**DATA RECORDS:**

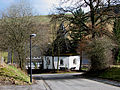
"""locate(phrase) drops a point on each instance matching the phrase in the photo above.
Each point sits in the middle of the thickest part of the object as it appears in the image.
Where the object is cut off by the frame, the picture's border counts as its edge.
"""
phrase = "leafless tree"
(16, 26)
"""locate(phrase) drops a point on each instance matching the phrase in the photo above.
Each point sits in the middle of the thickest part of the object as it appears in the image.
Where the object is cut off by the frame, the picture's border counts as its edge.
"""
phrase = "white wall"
(64, 58)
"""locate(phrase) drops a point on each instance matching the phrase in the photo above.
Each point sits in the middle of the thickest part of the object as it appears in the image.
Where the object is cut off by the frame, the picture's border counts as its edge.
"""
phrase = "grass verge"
(112, 73)
(11, 75)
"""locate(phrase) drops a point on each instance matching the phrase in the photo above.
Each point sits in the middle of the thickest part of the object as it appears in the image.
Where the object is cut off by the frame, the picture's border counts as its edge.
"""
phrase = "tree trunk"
(80, 68)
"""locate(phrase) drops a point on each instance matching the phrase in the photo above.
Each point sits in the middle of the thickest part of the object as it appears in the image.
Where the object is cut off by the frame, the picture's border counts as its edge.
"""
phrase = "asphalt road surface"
(62, 82)
(70, 82)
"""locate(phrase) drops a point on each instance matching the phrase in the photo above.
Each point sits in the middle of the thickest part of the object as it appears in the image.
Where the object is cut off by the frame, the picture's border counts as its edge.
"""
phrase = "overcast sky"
(42, 7)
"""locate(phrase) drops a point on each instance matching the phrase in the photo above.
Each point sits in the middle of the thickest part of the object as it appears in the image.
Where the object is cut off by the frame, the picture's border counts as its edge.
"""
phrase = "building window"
(61, 62)
(48, 61)
(74, 61)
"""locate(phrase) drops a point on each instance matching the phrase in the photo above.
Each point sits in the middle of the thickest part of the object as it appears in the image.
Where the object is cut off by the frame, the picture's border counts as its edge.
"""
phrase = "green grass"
(112, 73)
(13, 75)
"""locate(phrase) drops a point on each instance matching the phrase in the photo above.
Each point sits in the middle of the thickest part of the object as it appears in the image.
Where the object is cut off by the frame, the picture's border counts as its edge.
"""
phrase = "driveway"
(62, 82)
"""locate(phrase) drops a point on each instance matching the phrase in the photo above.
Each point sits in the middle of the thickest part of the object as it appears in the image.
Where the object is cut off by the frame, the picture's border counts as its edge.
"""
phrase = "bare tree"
(17, 25)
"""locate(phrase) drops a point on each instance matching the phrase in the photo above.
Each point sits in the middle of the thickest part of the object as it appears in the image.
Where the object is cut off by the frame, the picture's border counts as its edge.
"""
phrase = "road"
(70, 82)
(62, 82)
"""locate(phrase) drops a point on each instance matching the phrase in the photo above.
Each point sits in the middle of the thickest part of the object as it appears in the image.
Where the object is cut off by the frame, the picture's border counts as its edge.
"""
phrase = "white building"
(68, 62)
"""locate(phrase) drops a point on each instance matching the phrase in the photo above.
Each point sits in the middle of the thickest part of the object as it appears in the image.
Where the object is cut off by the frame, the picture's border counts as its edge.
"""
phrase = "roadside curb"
(114, 83)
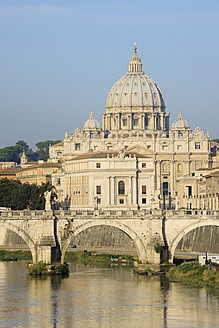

**ACTIVITY:** From the first line of the material to the last, retype everything exactly except the images.

**TASK ANSWER:**
"""locate(phrase) drops a point on each instance matching the phrase in the photo above.
Each point sits in the middle of the thickest part of the object as it appears in the image.
Where the object is cut off by the frame, the picture's border counts as its edge.
"""
phrase = "leafless tree"
(16, 26)
"""locate(phrase) drops a point on each instance matching the phrase in the photo above.
Each point sits in the middle of the thickest part of the object as it appears in the image.
Where the object is cut off by the frame, the picture's border counts as its edge.
"""
phrase = "white wall"
(64, 58)
"""locate(phrase) drops a point on each instance matching the phrase in the photo above.
Each point sits in the middle of the thickest part of the object as it appears in the image.
Where the object is cut off by the frame, the picture's border counts as its edge.
"""
phrase = "grass verge"
(112, 73)
(11, 75)
"""locate(phrase) drops a point on each instance matching the phrase in the photo above.
Each point sits in the middle of the thickest part of the object as it appears in the image.
Where the object is cut off by the frame, the picture's border counts as its edge.
"""
phrase = "tree trunk"
(80, 68)
"""locate(phrase) drops a point on each instance matching the phrase in the photo above.
Each point sits in the middle of the thickest part of the object as it appears in the image.
Where the object is cut off by the frame, the picture's border counts as its edge.
"""
phrase = "asphalt road surface"
(62, 82)
(70, 82)
"""locate(phrase) drops a point on each instance matching the phrase in the photo above.
Each point sits in the middle of the thickest part of the object as it appears in the image.
Where the object is cut off by the frame, the picture's border counts as its edge.
"""
phrase = "overcast sky"
(42, 7)
"""locate(phrase) drops a point on each instance matching the phrase in the photo above.
Each point sits in the middle of the thickest part of the object as it appears in the image.
Where the object is cut off by the frame, the picture's border counts as its edge.
"""
phrase = "building window"
(61, 62)
(48, 61)
(74, 61)
"""locate(phrase) drops a point on each instance matching the phrase in the photo above.
Each point sits in the middle of the thickest part of the object as it appears in the image.
Where the object is cut off by the frame, the picture's border counts as its edge.
"""
phrase = "green grass"
(112, 73)
(13, 75)
"""locate(phrase) drops a point on each instance matching the phrase in the photo above.
Each point sits in the middle of the thickest part of the object as it appears in the image.
Where the object is cut off by the frame, the picture's border counts as its edge.
"""
phrase = "driveway"
(62, 82)
"""locate(phrase) drops a point on each instance matching the phrase in the photo above.
Each point sits in the middle of the thickest part of the object as it appears in the image.
Where the object is cut off by the frame, the picture's border counts as its edge.
"""
phrase = "bare tree"
(17, 25)
"""locate(phrase) drops a point on each instance matching the phrase in the photo above.
Each point sits in the middle of the thickest part of the object as it appears in the image.
Where the object is cut off by the frame, the picture's border counts as its edge.
"""
phrase = "road"
(70, 82)
(62, 82)
"""locate(phrase) drops a point on each instance matching the phrase in the photo above.
Each point sits in the middle of the thickest part of the object as it appears in the image.
Where the object is cut off by the frame, the picture's border counts as its edge.
"""
phrase = "white building"
(68, 62)
"""locate(phrase) drops a point on each instance matching the phrase in the photo above.
Each point sits in the middle of the thickest part of the object as it appears in the image.
Where the object is cut off by the frame, the picture's border counts as its edge.
"""
phrase = "roadside curb"
(114, 83)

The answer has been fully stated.